Print the data below verbatim, minus images.

[Opening The data section]

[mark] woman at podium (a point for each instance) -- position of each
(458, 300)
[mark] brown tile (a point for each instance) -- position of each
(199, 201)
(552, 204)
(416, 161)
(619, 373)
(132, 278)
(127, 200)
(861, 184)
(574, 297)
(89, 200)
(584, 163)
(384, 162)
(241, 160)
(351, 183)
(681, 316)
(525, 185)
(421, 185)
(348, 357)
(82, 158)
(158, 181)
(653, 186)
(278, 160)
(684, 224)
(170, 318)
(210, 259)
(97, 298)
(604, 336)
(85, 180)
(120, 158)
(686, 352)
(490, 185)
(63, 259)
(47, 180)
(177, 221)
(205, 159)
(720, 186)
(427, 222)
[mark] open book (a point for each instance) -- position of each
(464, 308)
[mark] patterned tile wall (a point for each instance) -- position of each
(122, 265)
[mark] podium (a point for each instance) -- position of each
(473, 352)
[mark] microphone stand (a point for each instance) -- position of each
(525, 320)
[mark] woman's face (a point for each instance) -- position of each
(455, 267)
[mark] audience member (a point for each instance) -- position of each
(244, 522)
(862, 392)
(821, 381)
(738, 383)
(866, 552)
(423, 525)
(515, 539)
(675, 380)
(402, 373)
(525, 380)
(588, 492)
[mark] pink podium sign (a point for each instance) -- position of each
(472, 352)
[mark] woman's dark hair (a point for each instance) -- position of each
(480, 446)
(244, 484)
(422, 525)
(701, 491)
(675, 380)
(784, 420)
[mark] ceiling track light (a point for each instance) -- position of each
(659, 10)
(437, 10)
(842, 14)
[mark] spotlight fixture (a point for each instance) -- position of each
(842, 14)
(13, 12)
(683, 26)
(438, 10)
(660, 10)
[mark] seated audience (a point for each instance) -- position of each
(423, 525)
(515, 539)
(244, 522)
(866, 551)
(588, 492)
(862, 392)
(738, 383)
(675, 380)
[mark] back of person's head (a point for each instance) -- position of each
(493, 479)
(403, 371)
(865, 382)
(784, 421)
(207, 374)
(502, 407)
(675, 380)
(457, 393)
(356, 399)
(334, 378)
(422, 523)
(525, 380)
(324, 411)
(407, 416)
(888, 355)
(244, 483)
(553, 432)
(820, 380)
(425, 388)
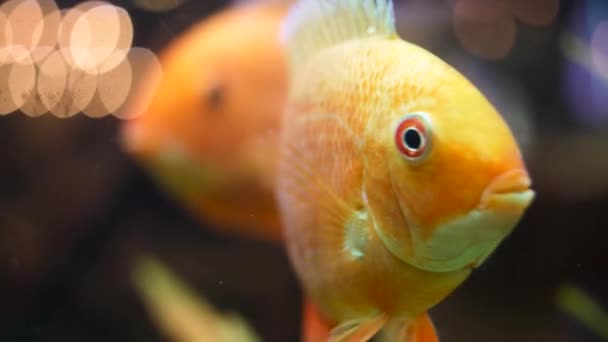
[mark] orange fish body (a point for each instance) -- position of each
(209, 133)
(396, 177)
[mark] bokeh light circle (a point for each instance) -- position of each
(46, 31)
(22, 81)
(52, 79)
(23, 16)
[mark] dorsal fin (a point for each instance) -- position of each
(313, 25)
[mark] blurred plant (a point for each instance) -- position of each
(180, 312)
(584, 308)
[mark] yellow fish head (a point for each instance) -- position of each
(220, 93)
(455, 170)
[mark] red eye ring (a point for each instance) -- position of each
(411, 137)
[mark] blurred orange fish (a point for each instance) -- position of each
(396, 176)
(209, 134)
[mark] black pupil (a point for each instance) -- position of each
(412, 139)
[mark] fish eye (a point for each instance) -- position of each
(214, 96)
(412, 136)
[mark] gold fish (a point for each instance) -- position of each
(209, 134)
(396, 176)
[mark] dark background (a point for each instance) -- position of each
(74, 210)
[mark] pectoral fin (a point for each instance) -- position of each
(420, 329)
(359, 330)
(314, 328)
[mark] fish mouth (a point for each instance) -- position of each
(508, 192)
(466, 241)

[Closing The data section]

- Solved problem:
[mark] woman at podium (a point for each instance) -- position of each
(458, 300)
[mark] brown tile (a point for each instance) -- position of each
(199, 201)
(552, 204)
(416, 161)
(619, 373)
(132, 278)
(127, 200)
(861, 184)
(574, 297)
(89, 200)
(584, 163)
(384, 162)
(241, 160)
(351, 183)
(681, 316)
(525, 185)
(421, 185)
(348, 357)
(82, 158)
(158, 181)
(653, 186)
(278, 160)
(684, 224)
(170, 318)
(210, 259)
(97, 298)
(604, 336)
(85, 180)
(120, 158)
(686, 352)
(490, 185)
(63, 259)
(47, 180)
(177, 221)
(205, 159)
(720, 186)
(427, 222)
[mark] open book (a point for each instance) -- position of each
(464, 308)
[mark] patterned tile wall (a point for each instance) -- position of each
(122, 265)
[mark] podium (a point for each instance) -- position of each
(473, 352)
[mark] microphone stand (a point for each instance) -- position of each
(525, 320)
[mark] woman's face (a point for each instance) -- position of each
(455, 267)
[mark] audience member (a point for each instance) -- position of each
(244, 522)
(862, 392)
(821, 381)
(738, 383)
(866, 552)
(423, 525)
(515, 539)
(675, 380)
(402, 373)
(525, 380)
(588, 492)
[mark] pink podium sign (a point for each instance) -- position of each
(472, 352)
[mark] woman's dark hair (a point for each instance) -- position of each
(480, 446)
(244, 484)
(422, 525)
(701, 491)
(675, 380)
(784, 420)
[mark] ceiling track light (a point for each instance) -- position of each
(659, 10)
(437, 10)
(842, 14)
[mark] spotlight fixture (a point for each instance) -- position of each
(842, 14)
(13, 12)
(683, 26)
(438, 10)
(660, 10)
[mark] seated audience (a point for each instance) -- position of each
(423, 525)
(515, 539)
(244, 522)
(866, 551)
(588, 492)
(862, 392)
(738, 383)
(675, 380)
[mark] back of person's head (a point for each instance) -- position of each
(493, 479)
(403, 371)
(865, 382)
(784, 421)
(207, 374)
(502, 407)
(675, 380)
(457, 393)
(356, 399)
(334, 378)
(422, 523)
(525, 380)
(324, 411)
(407, 416)
(888, 355)
(244, 483)
(553, 432)
(820, 380)
(425, 388)
[mark] orange fish body (a point for each instance) -- position of each
(209, 133)
(396, 177)
[mark] bokeh light circle (a point for each instance) -- position of each
(46, 31)
(22, 81)
(52, 79)
(23, 16)
[mark] dorsal fin (a point for each instance) -- position of each
(313, 25)
[mark] blurred plant (a point for each instance) -- position of each
(180, 312)
(584, 308)
[mark] yellow fish head (a point for each instance) -- position of each
(220, 93)
(455, 170)
[mark] red eye ring (a point for each instance) -- position of each
(411, 137)
[mark] blurred orange fish (a point for each instance) -- position of each
(396, 176)
(209, 134)
[mark] black pupil (a point for each instance) -- position of each
(412, 139)
[mark] fish eye (a point for each instance) -- position of each
(214, 96)
(412, 136)
[mark] gold fish (a point for each instance) -- position of each
(209, 134)
(396, 176)
[mark] dark background (a point for each instance) -- position of each
(74, 210)
[mark] pectoral fin (a point for each instance) -- position of each
(420, 329)
(359, 330)
(314, 328)
[mark] fish mouth (a point for each instance) -- position of each
(508, 192)
(466, 241)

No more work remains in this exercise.